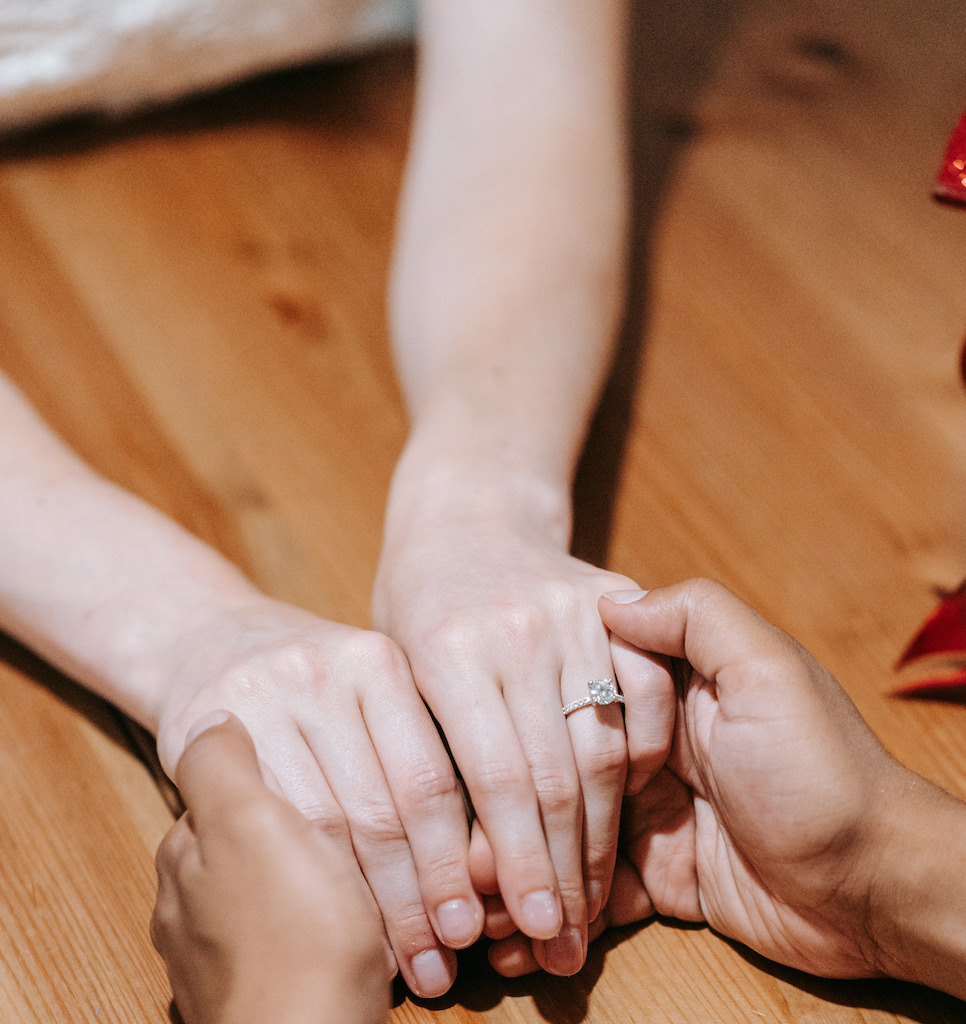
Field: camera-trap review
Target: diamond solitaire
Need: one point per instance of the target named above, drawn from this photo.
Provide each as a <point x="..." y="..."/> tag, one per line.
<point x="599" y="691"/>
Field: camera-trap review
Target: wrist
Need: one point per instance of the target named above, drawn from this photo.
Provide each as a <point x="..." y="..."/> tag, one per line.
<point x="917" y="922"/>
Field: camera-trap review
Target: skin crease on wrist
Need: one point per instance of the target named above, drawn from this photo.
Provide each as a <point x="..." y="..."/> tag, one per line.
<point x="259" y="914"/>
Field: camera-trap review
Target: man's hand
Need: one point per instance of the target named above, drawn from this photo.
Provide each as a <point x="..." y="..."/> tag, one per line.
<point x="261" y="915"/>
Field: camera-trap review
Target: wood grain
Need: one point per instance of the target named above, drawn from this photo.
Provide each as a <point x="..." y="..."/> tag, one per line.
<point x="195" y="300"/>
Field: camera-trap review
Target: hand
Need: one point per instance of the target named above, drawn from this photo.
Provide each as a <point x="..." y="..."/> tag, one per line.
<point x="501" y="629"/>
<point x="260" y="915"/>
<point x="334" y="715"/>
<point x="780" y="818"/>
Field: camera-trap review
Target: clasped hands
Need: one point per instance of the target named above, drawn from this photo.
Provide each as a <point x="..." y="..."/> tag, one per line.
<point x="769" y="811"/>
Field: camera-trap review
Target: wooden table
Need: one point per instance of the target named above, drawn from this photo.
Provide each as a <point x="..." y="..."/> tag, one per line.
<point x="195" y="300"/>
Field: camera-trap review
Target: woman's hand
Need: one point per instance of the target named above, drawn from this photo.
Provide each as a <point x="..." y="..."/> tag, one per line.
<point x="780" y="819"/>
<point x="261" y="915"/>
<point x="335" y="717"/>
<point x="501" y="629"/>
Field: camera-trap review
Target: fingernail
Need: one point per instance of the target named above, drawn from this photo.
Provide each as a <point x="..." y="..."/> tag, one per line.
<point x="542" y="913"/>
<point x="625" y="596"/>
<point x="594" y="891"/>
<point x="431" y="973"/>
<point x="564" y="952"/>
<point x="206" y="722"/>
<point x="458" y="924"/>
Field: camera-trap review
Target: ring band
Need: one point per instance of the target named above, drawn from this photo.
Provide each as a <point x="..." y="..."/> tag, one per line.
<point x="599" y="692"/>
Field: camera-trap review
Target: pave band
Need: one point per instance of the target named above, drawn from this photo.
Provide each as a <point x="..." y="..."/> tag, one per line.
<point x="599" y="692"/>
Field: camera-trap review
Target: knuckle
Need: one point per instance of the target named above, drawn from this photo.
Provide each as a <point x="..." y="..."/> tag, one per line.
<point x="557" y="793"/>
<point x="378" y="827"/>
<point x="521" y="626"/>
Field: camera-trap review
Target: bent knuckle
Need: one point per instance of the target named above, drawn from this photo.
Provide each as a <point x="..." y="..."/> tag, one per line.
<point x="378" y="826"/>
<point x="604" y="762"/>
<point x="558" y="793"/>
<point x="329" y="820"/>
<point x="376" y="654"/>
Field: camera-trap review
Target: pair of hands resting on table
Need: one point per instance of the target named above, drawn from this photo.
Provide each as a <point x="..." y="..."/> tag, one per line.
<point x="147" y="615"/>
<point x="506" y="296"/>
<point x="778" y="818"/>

- - -

How many lines in the material above contain the string "hands", matching case exactly? Reply with the number alone.

• Answer to the problem:
2